■ **作業内容**:
1. 西南ノ役を題材にした作品の解説文によれば、本作は当初、誰を単独主人公とする構想で出発しましたか。
2. 西南ノ役を題材にした作品の解説文のうち、「大山という人物に自分が見出し」から「めとられ、破滅していきます。」までを一字一句そのまま書き写してください。
3. 西南ノ役を題材にした作品の解説文を、最後の文に続けて書き進めてください。

■ **文書**:
---*---

長らくおつきあいいただき、ありがとうございました。
本作では、西南ノ役そのものではなく、その「勃発に至る数週間」にスポットを当てました。
もともと西南ノ役を趣味で調べていたのですが、どうしても「学術の文脈では実証できない、物語としてしか語れない余白」を感じていました。ならば、フィクションの力を借りて、余白のドラマを描いてみよう——本作執筆の出発点は、そのようなところにあります。
ここではせっかくですので、「あとがき」に代えて、作品の裏側について雑駁に書き残してみたいと思います。
(1) 三人の主人公 ~大山綱良・桐野利秋・島津久光
もともと本作は、大山綱良を単独主人公とする構想で出発しました。
大山という人物に自分が見出したのは、「狂騒に抗おうとする良識と、その敗北」というテーマ。一種のお仕事ものとして、現代にも通じる組織人の悲哀を描いてみたいという思いが根底にありました。
しかし、プロットを組んでいくなかで、おのずと他の人物に対しても感情移入するようになっていきます。
また、県庁のみならず、私学校、島津家側の動きを掘り下げるという点でも、サブ視点人物の必要性は意識せざるを得ませんでした。
そのため最終的に、構成をよりふくらませ、「性質の異なる三つの良識が、いずれも時代の狂騒に呑まれ敗北していく」という形に改めました。
異なる「良識」をもつ三人の主人公は、次のような位置づけです。
● 大山綱良
通説では「反政府的で頑迷な小役人」とされがちですが、史料を読んで受ける印象は、誠実で、真面目で、どこかお人よしですらある人物です。
彼が象徴するのは、「受動の良識」。心ならずも事態に巻き込まれ、必死にリカバリをこころみるうちに、やがて完全に絡めとられ、破滅していきます。

---*---

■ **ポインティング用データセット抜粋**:
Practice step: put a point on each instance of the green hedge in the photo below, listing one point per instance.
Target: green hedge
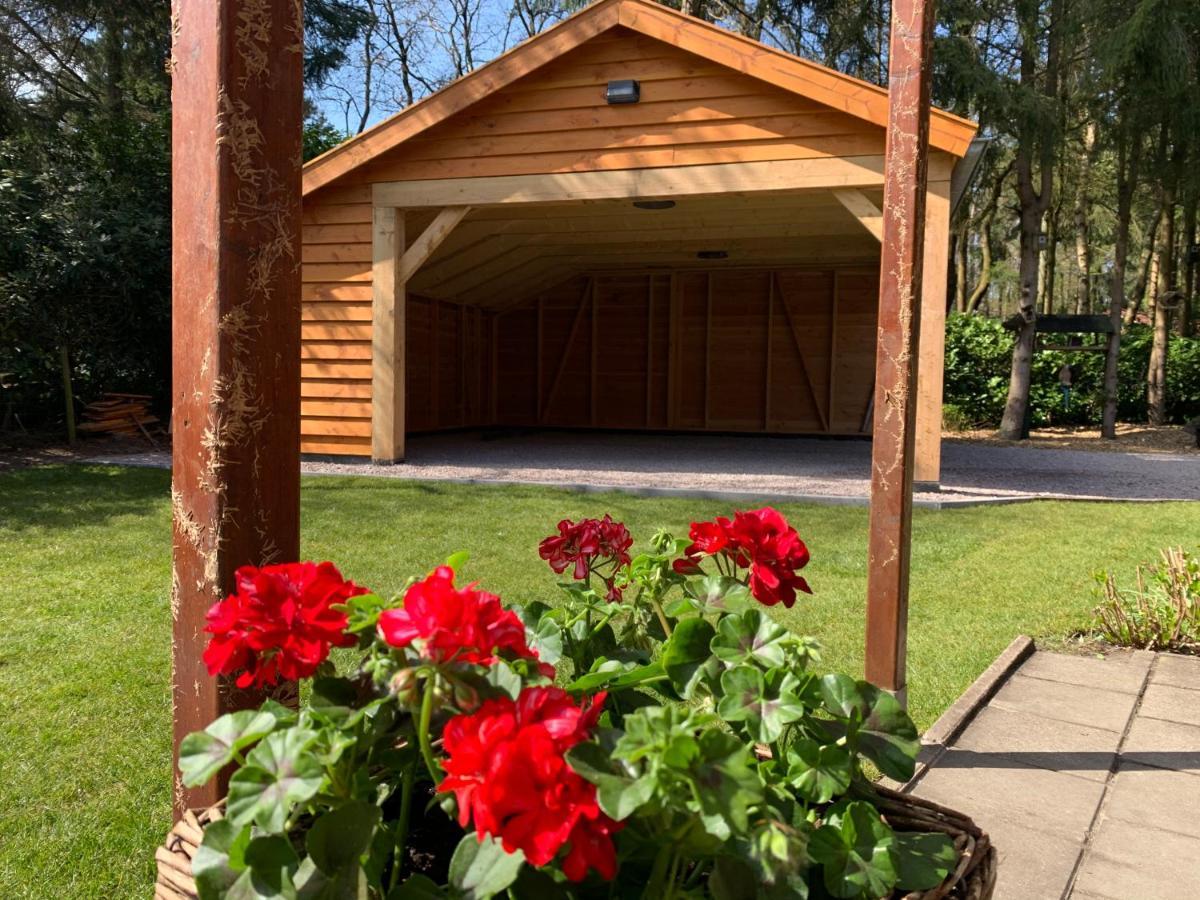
(979, 355)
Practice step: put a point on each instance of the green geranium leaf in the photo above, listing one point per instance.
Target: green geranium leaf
(843, 696)
(751, 637)
(766, 712)
(619, 797)
(616, 675)
(726, 783)
(855, 850)
(719, 593)
(887, 736)
(819, 773)
(546, 637)
(340, 838)
(279, 773)
(363, 612)
(417, 887)
(480, 869)
(203, 754)
(685, 652)
(221, 858)
(923, 861)
(273, 864)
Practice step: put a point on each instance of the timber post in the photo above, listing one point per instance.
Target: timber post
(235, 309)
(899, 329)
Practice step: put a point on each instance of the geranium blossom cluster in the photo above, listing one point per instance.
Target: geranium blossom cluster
(444, 624)
(505, 766)
(586, 547)
(280, 623)
(760, 540)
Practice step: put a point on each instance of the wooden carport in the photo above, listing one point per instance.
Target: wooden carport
(479, 259)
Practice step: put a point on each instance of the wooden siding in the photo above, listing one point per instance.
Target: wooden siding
(691, 112)
(783, 351)
(449, 378)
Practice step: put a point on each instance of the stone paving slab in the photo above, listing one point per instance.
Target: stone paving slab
(1003, 733)
(1061, 702)
(1086, 774)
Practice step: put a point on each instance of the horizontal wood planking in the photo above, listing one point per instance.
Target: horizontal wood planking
(745, 120)
(744, 349)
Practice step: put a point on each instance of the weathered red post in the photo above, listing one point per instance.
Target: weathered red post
(899, 327)
(235, 480)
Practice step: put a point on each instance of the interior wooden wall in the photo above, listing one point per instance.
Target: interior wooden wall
(785, 351)
(449, 364)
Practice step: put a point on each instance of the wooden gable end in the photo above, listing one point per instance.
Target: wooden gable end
(691, 112)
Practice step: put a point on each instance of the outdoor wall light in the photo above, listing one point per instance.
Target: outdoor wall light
(625, 91)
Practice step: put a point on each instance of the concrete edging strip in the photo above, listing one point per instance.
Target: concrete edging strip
(954, 720)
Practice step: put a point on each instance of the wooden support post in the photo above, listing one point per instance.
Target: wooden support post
(930, 370)
(388, 337)
(899, 330)
(235, 321)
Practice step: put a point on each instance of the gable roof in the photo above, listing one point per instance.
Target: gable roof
(809, 79)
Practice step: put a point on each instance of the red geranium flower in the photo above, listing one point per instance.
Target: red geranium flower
(505, 766)
(280, 623)
(587, 545)
(761, 540)
(447, 623)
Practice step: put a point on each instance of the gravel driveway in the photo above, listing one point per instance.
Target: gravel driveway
(829, 471)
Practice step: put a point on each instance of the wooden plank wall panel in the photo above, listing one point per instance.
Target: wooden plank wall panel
(785, 351)
(335, 331)
(691, 112)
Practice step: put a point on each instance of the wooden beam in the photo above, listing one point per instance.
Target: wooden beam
(859, 205)
(388, 336)
(235, 330)
(799, 352)
(564, 358)
(899, 335)
(429, 241)
(930, 370)
(771, 175)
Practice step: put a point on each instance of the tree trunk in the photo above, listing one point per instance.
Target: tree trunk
(1164, 301)
(959, 271)
(1145, 268)
(67, 391)
(1083, 213)
(1127, 179)
(1033, 204)
(1187, 303)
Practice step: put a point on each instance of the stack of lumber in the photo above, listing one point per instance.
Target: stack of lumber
(126, 414)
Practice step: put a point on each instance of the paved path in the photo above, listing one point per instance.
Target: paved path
(829, 471)
(1086, 774)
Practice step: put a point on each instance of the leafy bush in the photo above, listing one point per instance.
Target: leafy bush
(1161, 612)
(694, 753)
(978, 360)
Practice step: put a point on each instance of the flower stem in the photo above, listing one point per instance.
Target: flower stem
(406, 808)
(663, 618)
(423, 733)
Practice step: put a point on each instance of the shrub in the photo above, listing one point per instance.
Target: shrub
(693, 753)
(1161, 612)
(979, 355)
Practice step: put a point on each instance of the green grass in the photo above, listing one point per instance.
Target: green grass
(84, 641)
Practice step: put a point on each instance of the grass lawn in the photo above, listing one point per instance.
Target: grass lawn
(84, 645)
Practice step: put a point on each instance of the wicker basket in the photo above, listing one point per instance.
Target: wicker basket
(973, 880)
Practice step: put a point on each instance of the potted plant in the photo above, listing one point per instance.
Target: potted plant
(655, 735)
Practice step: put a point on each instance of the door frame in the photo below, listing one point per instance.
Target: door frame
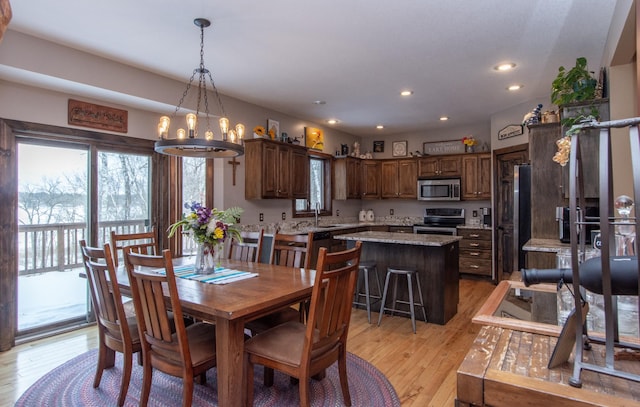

---*---

■ **解答**:
1. 大山綱良です。

2.
大山という人物に自分が見出したのは、「狂騒に抗おうとする良識と、その敗北」というテーマ。一種のお仕事ものとして、現代にも通じる組織人の悲哀を描いてみたいという思いが根底にありました。
しかし、プロットを組んでいくなかで、おのずと他の人物に対しても感情移入するようになっていきます。
また、県庁のみならず、私学校、島津家側の動きを掘り下げるという点でも、サブ視点人物の必要性は意識せざるを得ませんでした。
そのため最終的に、構成をよりふくらませ、「性質の異なる三つの良識が、いずれも時代の狂騒に呑まれ敗北していく」という形に改めました。
異なる「良識」をもつ三人の主人公は、次のような位置づけです。
● 大山綱良
通説では「反政府的で頑迷な小役人」とされがちですが、史料を読んで受ける印象は、誠実で、真面目で、どこかお人よしですらある人物です。
彼が象徴するのは、「受動の良識」。心ならずも事態に巻き込まれ、必死にリカバリをこころみるうちに、やがて完全に絡めとられ、破滅していきます。

3.
● 桐野利秋
ドラマや小説では「西郷に心酔する粗暴な人斬り」と矮小化されがちですが、史料から浮かぶ実像は、あくまでも合理的で、独立した一個の英雄。
彼が象徴するのは、「能動の良識」。不本意な騒擾に覚悟を決め、より積極的に関与することで、自身の望む状況を主体的に創出しようとする、よりヒロイックな主人公です。
● 島津久光
かつては時代錯誤なバカ殿とされてきましたが、近年再評価が著しい人物。私も実際の久光は極めて聡明で、器量と常識のある立派な殿様だったように感じています。
彼が象徴するのは、「傍観の良識」。能動でも受動でもなく、そもそも事態から「距離をとる」という選択です。シニカルなニヒリストだが、誰よりもまともで孤独な人間……実のところ、彼の場面はどれも執筆が楽しくて仕方ありませんでした。ある意味、大山よりも感情移入していたように思います。
(2) 西郷隆盛を「主人公にしなかった」理由
西南戦争を題材にする以上、重い扱いを避けられないのが西郷隆盛。(そもそも、本作のタイトルは西郷の詩からの引用なのです。)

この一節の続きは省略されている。